- Records for this task:

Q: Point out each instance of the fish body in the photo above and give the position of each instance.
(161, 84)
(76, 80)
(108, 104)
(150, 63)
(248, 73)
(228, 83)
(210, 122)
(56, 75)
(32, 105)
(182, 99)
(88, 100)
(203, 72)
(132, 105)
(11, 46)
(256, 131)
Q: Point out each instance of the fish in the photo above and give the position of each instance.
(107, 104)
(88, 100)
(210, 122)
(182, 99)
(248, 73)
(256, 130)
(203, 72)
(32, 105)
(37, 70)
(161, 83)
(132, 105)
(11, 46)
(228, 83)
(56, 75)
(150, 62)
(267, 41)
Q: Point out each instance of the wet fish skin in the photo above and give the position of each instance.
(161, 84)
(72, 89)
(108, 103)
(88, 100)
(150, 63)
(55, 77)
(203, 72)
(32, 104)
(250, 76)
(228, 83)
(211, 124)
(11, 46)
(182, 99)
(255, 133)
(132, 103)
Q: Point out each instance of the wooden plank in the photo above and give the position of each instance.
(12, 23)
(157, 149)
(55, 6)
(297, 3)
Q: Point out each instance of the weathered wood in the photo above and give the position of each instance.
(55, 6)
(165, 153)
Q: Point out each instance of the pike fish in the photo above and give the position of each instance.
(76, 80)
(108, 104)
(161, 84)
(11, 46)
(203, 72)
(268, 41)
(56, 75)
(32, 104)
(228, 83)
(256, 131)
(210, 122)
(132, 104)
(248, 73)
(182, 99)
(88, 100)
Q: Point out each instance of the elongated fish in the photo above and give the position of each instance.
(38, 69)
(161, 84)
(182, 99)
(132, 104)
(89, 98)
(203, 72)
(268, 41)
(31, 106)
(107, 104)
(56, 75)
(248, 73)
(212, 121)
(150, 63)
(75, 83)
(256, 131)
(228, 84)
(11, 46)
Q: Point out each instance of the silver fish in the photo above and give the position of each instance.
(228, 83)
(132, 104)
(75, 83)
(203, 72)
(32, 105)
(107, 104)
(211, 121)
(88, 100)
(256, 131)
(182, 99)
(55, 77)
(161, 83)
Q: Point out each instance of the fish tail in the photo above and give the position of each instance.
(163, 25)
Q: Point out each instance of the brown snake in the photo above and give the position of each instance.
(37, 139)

- Task details:
Every line in the material must be retyped exactly, with none omitted.

- Solution below:
Q: Point out each instance of the fish body in the photo above and give the position of each instance.
(161, 84)
(76, 80)
(108, 104)
(150, 63)
(248, 73)
(228, 83)
(210, 122)
(56, 75)
(32, 105)
(182, 99)
(88, 100)
(203, 72)
(132, 105)
(11, 46)
(256, 131)
Q: Point out each instance of the fish in the photo above and give the position of each instance.
(107, 104)
(88, 100)
(210, 122)
(182, 99)
(248, 73)
(256, 130)
(203, 72)
(32, 105)
(37, 70)
(161, 83)
(132, 105)
(11, 46)
(228, 83)
(56, 75)
(150, 62)
(267, 41)
Q: Point out each instance of the wet fish skin in the photo above and give the position of each instance.
(161, 84)
(72, 89)
(108, 103)
(88, 100)
(150, 63)
(55, 77)
(203, 72)
(32, 104)
(250, 76)
(228, 83)
(211, 124)
(11, 46)
(182, 99)
(255, 133)
(132, 103)
Q: Point out each instance of the wooden plank in the photo above and give the position of each instance.
(12, 23)
(157, 149)
(55, 6)
(297, 3)
Q: Point out each instance of the weathered wood in the photo above and give the position of each instance.
(55, 6)
(165, 153)
Q: Point out each instance of the pike fish in the photo above and give the position of each instance.
(76, 80)
(108, 104)
(161, 84)
(11, 46)
(203, 72)
(268, 41)
(56, 75)
(32, 104)
(228, 83)
(256, 131)
(210, 122)
(132, 104)
(248, 73)
(182, 99)
(88, 100)
Q: Point out each instance of the elongated fish in the photo above and give the position of each instance.
(38, 69)
(161, 84)
(182, 99)
(132, 104)
(89, 98)
(203, 72)
(268, 41)
(31, 106)
(107, 104)
(56, 75)
(248, 73)
(212, 121)
(150, 63)
(75, 83)
(256, 131)
(228, 84)
(11, 46)
Q: Point out each instance of the silver fish in the photo above and give the position of each instance.
(228, 83)
(132, 104)
(75, 83)
(203, 72)
(32, 105)
(107, 104)
(211, 121)
(88, 100)
(256, 131)
(182, 99)
(55, 77)
(161, 83)
Q: Point out each instance of the fish tail in the photo above and give the position of each instance.
(163, 25)
Q: Point out each instance of the brown snake in the photo above and give the position of each instance.
(37, 139)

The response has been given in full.